GIVEN PASSAGE
Strip is the second solo studio album by Adam Ant, and counting his work with Adam and the Ants, his fifth studio album.  It was released in 1983 and a stylistic departure from Ant's previous musical efforts.  This record is much less rock-oriented and more grounded in pop and dance.  Ant continued his songwriting collaboration with Marco Pirroni for the album.  Along with Richard James Burgess and Ant, Pirroni was one of the album’s main producers. The album did not perform as well in Ant's home country as his previous albums and performed modestly in the US. Critics generally reviewed it unfavorably.

Production 
Phil Collins plays drums on "Puss 'n Boots" and "Strip", Collins also aided in production duties for the two tracks he played on, and enlisted Hugh Padgham to assist with the production and engineering of those sessions. Singer Anni-Frid Lyngstad, of ABBA fame, also performs the female spoken part on "Strip".

Content 
The cover photograph was fashioned after actress Jane Russell's famous photo from Howard Hughes's 1943 film The Outlaw.

Release 
The lead single from the album in Europe and Australia was "Puss 'n Boots", which continued the pantomime themes and fashions of Ant's earlier work. The single reached number 5 on the UK chart in 1983, becoming Ant's final UK top 10 hit, although other top 20 hits would follow. The title track, "Strip" was released as a single in 1984 and reached number 41 on the UK singles chart and number 42 in the U.S. "Puss 'n Boots" was also released as a single in the U.S., but failed to chart. "Playboy" was planned to be the third single.

Reception

From contemporary reviews, Ian Birch wrote in Smash Hits that the new songs on the album feature a "new and much fresher style" from Adam Ant, specifically noting "more thoughtful writing,  more adventurous arrangements" and "sharper singing while the "obsession with sex gets a bit ridiculous but if you keep a sense of humour, it soon fades into the background."

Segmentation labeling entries
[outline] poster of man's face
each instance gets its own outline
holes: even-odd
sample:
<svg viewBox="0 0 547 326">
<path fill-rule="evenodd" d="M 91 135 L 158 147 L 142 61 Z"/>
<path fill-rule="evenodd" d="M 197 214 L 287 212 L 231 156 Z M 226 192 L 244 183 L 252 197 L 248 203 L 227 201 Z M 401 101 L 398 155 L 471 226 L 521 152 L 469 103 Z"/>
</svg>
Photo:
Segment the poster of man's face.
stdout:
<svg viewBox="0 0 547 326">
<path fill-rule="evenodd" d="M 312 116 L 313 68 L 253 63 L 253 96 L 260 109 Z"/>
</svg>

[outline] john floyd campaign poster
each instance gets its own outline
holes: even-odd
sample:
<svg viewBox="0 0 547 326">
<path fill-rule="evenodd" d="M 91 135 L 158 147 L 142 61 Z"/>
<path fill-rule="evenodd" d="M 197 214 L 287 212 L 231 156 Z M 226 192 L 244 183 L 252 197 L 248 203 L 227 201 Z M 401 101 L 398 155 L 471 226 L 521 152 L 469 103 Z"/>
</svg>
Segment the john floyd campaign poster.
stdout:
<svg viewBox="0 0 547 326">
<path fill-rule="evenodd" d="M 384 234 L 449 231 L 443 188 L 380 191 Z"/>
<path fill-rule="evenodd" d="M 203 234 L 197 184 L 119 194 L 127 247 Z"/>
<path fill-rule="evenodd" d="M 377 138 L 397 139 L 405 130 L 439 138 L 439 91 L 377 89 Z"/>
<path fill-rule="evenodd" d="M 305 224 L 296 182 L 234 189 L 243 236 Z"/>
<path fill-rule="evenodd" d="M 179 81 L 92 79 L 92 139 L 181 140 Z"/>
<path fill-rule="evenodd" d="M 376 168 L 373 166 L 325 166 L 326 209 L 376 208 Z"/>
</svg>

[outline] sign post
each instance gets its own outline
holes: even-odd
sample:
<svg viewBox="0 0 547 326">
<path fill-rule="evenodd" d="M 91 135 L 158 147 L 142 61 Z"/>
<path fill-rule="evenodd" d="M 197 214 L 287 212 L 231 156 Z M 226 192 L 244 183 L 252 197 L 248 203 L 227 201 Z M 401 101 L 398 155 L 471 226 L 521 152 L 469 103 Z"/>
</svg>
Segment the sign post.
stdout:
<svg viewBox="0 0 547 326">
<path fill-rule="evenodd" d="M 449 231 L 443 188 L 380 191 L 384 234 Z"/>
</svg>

WHAT THIS EXERCISE ASKS
(1) According to the article about the album Strip, who plays drums on "Puss 'n Boots" and "Strip"?
(2) Gather every line of the entries that contains the string "campaign". Case counts.

TASK SOLUTIONS
(1) Phil Collins

(2)
[outline] john floyd campaign poster
Segment the john floyd campaign poster.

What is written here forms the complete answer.